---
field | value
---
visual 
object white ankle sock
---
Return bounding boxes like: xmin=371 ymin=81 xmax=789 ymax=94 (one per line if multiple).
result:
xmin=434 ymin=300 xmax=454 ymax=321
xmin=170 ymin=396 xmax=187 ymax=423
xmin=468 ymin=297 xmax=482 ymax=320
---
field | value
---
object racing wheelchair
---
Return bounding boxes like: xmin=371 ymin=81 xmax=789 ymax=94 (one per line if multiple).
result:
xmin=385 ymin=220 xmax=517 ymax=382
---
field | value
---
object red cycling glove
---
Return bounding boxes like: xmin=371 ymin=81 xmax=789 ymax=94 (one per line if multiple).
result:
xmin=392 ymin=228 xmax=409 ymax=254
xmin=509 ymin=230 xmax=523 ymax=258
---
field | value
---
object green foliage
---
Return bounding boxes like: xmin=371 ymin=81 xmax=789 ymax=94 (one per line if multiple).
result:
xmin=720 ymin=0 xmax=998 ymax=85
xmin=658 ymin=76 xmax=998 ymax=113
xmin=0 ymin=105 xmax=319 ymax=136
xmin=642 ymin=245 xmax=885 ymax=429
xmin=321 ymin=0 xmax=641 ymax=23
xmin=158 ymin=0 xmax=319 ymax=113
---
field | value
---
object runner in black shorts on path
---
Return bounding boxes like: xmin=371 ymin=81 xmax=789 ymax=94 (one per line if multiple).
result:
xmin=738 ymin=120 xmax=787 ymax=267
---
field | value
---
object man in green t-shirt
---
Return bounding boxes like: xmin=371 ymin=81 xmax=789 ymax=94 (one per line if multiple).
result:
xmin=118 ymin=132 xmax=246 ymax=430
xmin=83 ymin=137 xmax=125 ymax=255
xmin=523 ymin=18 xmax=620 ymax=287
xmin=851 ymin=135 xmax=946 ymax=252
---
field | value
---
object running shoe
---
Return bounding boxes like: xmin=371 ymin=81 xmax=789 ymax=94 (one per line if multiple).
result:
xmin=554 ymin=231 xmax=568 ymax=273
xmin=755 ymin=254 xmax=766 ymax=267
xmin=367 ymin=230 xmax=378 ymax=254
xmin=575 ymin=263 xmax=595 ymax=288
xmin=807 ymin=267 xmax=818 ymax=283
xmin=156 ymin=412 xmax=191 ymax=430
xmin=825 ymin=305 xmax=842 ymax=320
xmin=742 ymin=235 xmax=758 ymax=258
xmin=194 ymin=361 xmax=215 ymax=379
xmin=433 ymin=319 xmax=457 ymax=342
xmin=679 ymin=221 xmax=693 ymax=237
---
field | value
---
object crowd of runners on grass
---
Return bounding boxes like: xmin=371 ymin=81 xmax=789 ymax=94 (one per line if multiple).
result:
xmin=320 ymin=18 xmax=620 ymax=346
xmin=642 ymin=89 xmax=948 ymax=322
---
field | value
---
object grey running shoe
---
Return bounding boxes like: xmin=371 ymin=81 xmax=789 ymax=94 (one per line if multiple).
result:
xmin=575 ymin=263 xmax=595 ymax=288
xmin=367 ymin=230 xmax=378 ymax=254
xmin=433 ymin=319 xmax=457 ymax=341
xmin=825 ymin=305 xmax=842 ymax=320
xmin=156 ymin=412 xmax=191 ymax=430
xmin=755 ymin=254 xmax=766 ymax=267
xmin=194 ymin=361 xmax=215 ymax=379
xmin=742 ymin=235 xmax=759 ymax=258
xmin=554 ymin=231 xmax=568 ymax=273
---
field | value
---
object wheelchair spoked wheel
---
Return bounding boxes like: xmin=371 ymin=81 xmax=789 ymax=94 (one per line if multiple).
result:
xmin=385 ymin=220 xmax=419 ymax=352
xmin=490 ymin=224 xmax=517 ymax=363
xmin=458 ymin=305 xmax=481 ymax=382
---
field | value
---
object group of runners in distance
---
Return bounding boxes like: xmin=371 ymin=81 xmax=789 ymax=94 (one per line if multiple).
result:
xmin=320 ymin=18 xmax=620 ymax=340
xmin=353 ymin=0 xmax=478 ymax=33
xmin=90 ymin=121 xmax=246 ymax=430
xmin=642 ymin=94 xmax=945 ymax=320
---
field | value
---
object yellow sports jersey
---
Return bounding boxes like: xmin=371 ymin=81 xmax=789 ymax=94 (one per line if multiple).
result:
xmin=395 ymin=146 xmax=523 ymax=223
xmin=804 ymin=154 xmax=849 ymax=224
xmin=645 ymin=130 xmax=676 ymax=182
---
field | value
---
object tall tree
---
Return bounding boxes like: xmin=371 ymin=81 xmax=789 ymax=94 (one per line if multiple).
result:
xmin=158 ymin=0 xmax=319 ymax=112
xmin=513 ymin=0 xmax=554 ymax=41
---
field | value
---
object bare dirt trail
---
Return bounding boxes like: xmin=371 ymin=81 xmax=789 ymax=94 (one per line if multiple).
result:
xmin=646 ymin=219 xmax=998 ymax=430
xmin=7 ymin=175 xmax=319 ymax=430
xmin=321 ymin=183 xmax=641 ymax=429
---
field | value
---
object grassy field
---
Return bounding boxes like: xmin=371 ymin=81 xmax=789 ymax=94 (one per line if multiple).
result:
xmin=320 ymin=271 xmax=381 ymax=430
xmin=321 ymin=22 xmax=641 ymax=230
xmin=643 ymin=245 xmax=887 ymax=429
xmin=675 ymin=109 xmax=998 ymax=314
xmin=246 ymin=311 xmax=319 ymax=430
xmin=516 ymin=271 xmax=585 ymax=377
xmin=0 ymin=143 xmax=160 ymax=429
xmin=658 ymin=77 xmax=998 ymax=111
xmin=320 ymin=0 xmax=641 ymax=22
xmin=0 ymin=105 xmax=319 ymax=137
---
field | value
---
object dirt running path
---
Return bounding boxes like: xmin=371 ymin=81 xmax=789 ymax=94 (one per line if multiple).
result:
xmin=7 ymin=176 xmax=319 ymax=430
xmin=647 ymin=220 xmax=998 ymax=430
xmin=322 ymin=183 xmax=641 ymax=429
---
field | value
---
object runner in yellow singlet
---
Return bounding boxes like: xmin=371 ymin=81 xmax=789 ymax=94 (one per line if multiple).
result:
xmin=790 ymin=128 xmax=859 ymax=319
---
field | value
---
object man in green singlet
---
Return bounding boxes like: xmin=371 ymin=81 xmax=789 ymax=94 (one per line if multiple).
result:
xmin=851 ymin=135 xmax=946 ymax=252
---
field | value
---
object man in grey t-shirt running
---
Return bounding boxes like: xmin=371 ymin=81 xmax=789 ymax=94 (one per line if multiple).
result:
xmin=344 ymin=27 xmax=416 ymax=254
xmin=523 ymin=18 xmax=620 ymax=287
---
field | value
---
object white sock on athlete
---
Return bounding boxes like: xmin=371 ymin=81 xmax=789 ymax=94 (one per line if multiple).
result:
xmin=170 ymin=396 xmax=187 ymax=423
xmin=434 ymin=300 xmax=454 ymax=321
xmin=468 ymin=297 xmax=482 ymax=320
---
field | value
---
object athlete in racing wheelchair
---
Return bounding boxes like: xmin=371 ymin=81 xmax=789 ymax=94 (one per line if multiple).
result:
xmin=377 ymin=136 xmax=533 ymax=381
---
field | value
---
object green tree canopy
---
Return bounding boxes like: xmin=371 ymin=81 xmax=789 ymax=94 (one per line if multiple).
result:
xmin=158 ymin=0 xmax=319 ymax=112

——

Copy the entries above line for line, with no changes.

> **Task solution**
---
field | value
---
visual 
object white ankle sock
---
Return bounding boxes like: xmin=371 ymin=81 xmax=789 ymax=94 (one per line if multiple).
result:
xmin=434 ymin=300 xmax=454 ymax=321
xmin=170 ymin=396 xmax=187 ymax=423
xmin=468 ymin=297 xmax=482 ymax=320
---
field | value
---
object racing wheelchair
---
Return bounding boxes like: xmin=371 ymin=81 xmax=789 ymax=94 (one per line if multiple).
result:
xmin=385 ymin=220 xmax=517 ymax=382
---
field | value
---
object red cycling glove
---
Return bounding boxes like: xmin=371 ymin=81 xmax=789 ymax=94 (one per line if multiple).
result:
xmin=392 ymin=228 xmax=409 ymax=254
xmin=509 ymin=230 xmax=523 ymax=258
---
field | value
---
object green foliage
---
Return bounding boxes like: xmin=371 ymin=81 xmax=789 ymax=94 (one per line if multiple).
result:
xmin=720 ymin=0 xmax=998 ymax=85
xmin=658 ymin=76 xmax=998 ymax=113
xmin=0 ymin=105 xmax=319 ymax=136
xmin=642 ymin=245 xmax=885 ymax=429
xmin=321 ymin=0 xmax=641 ymax=23
xmin=158 ymin=0 xmax=319 ymax=113
---
field | value
---
object runner in black shorts on path
---
Return bounding boxes like: xmin=371 ymin=81 xmax=789 ymax=94 (one per line if multiple).
result:
xmin=738 ymin=120 xmax=787 ymax=267
---
field | value
---
object man in green t-shirt
---
Return bounding boxes like: xmin=371 ymin=81 xmax=789 ymax=94 (one per line if multiple).
result:
xmin=118 ymin=132 xmax=246 ymax=430
xmin=83 ymin=137 xmax=125 ymax=255
xmin=523 ymin=18 xmax=620 ymax=287
xmin=851 ymin=135 xmax=946 ymax=252
---
field | value
---
object running shoe
---
Return bounding boxes like: xmin=371 ymin=81 xmax=789 ymax=94 (one per line if multiple).
result:
xmin=554 ymin=231 xmax=568 ymax=273
xmin=755 ymin=254 xmax=766 ymax=267
xmin=367 ymin=230 xmax=378 ymax=254
xmin=575 ymin=263 xmax=595 ymax=288
xmin=807 ymin=267 xmax=818 ymax=283
xmin=156 ymin=412 xmax=191 ymax=430
xmin=825 ymin=305 xmax=842 ymax=320
xmin=742 ymin=235 xmax=758 ymax=258
xmin=194 ymin=361 xmax=215 ymax=379
xmin=433 ymin=319 xmax=457 ymax=342
xmin=679 ymin=221 xmax=693 ymax=237
---
field | value
---
object crowd of runners on grass
---
Return bounding boxes like: xmin=371 ymin=81 xmax=789 ymax=94 (one per line if multiple).
result:
xmin=320 ymin=18 xmax=620 ymax=346
xmin=642 ymin=89 xmax=948 ymax=322
---
field | value
---
object grey running shoe
---
Return bounding boxes like: xmin=371 ymin=81 xmax=789 ymax=94 (one per line if multiple).
result:
xmin=575 ymin=263 xmax=595 ymax=288
xmin=367 ymin=230 xmax=378 ymax=254
xmin=433 ymin=319 xmax=457 ymax=341
xmin=825 ymin=305 xmax=842 ymax=320
xmin=156 ymin=412 xmax=191 ymax=430
xmin=755 ymin=254 xmax=766 ymax=267
xmin=194 ymin=361 xmax=215 ymax=379
xmin=742 ymin=235 xmax=759 ymax=258
xmin=554 ymin=231 xmax=568 ymax=273
---
field | value
---
object wheelchair spoked wheel
---
Return bounding boxes like: xmin=371 ymin=81 xmax=789 ymax=94 (one per line if multiple).
result:
xmin=385 ymin=220 xmax=419 ymax=352
xmin=490 ymin=224 xmax=517 ymax=363
xmin=458 ymin=305 xmax=481 ymax=382
---
field | value
---
object group of runners in distance
---
Return bounding boxes like: xmin=371 ymin=81 xmax=789 ymax=94 (one per line if multiple).
result:
xmin=320 ymin=18 xmax=620 ymax=340
xmin=353 ymin=0 xmax=478 ymax=33
xmin=90 ymin=121 xmax=246 ymax=430
xmin=642 ymin=94 xmax=945 ymax=320
---
field | value
---
object yellow sports jersey
---
Return bounding boxes like: xmin=371 ymin=81 xmax=789 ymax=94 (one per line if multiple).
result:
xmin=395 ymin=146 xmax=523 ymax=223
xmin=804 ymin=154 xmax=849 ymax=224
xmin=645 ymin=130 xmax=676 ymax=182
---
field | value
---
object tall tree
---
Return bounding boxes like: xmin=371 ymin=81 xmax=789 ymax=94 (one per line if multiple).
result:
xmin=158 ymin=0 xmax=319 ymax=112
xmin=513 ymin=0 xmax=554 ymax=41
---
field | value
---
object bare dirt trail
---
Return bounding boxes like: xmin=371 ymin=81 xmax=789 ymax=94 (one per line if multiple).
result:
xmin=646 ymin=219 xmax=998 ymax=430
xmin=7 ymin=175 xmax=319 ymax=430
xmin=321 ymin=183 xmax=641 ymax=429
---
field | value
---
object grassy field
---
Return bounding boxes like: xmin=371 ymin=81 xmax=789 ymax=94 (one per line if multiple).
result:
xmin=320 ymin=271 xmax=381 ymax=430
xmin=321 ymin=22 xmax=641 ymax=230
xmin=643 ymin=245 xmax=887 ymax=429
xmin=675 ymin=109 xmax=998 ymax=314
xmin=246 ymin=311 xmax=319 ymax=430
xmin=516 ymin=271 xmax=585 ymax=377
xmin=0 ymin=143 xmax=160 ymax=429
xmin=658 ymin=77 xmax=998 ymax=111
xmin=320 ymin=0 xmax=641 ymax=22
xmin=0 ymin=105 xmax=319 ymax=137
---
field | value
---
object dirt running path
---
Return bounding boxes like: xmin=371 ymin=81 xmax=789 ymax=94 (one per line if multiple).
result:
xmin=7 ymin=176 xmax=319 ymax=430
xmin=647 ymin=220 xmax=998 ymax=430
xmin=322 ymin=183 xmax=641 ymax=429
---
field | value
---
object runner in yellow singlet
---
Return bounding boxes like: xmin=371 ymin=81 xmax=789 ymax=94 (one per line if multiple).
result:
xmin=790 ymin=128 xmax=859 ymax=319
---
field | value
---
object man in green singlet
---
Return bounding boxes like: xmin=371 ymin=81 xmax=789 ymax=94 (one per line if multiple).
result:
xmin=851 ymin=135 xmax=946 ymax=252
---
field | value
---
object man in grey t-shirt running
---
Return bounding boxes like: xmin=371 ymin=81 xmax=789 ymax=94 (one per line if multiple).
result:
xmin=344 ymin=27 xmax=416 ymax=254
xmin=523 ymin=18 xmax=620 ymax=287
---
field | value
---
object white sock on athlete
---
Return bounding boxes like: xmin=371 ymin=81 xmax=789 ymax=94 (one per line if multiple).
result:
xmin=170 ymin=396 xmax=187 ymax=423
xmin=434 ymin=300 xmax=454 ymax=321
xmin=468 ymin=297 xmax=482 ymax=320
---
field | value
---
object athlete in racing wheelchair
---
Return bounding boxes like: xmin=371 ymin=81 xmax=789 ymax=94 (one per line if multiple).
result:
xmin=377 ymin=136 xmax=533 ymax=381
---
field | value
---
object green tree canopy
---
Return bounding boxes like: xmin=371 ymin=81 xmax=789 ymax=94 (one per line if multiple).
result:
xmin=158 ymin=0 xmax=319 ymax=112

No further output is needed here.